Exercise brief:
Report every line of the material below that contains the word "target", copying each such line in full. Case counts when matching.

Items listed in a dataset
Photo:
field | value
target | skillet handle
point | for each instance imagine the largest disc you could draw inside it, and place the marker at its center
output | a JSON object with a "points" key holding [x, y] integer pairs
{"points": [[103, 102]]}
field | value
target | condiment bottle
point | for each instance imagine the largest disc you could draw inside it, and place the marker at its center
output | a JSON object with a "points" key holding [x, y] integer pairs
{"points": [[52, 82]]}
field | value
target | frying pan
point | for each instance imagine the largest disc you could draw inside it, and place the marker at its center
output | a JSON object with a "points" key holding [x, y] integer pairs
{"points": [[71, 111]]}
--
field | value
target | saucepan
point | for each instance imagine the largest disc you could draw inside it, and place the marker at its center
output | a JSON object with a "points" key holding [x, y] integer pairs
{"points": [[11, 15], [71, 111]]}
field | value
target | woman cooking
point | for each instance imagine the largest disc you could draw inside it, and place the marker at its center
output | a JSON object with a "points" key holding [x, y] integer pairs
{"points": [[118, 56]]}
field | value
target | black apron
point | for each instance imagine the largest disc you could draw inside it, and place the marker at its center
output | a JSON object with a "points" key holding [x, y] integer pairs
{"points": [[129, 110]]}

Complete response:
target | skillet handle
target | condiment bottle
target | frying pan
target | saucepan
target | woman cooking
target | black apron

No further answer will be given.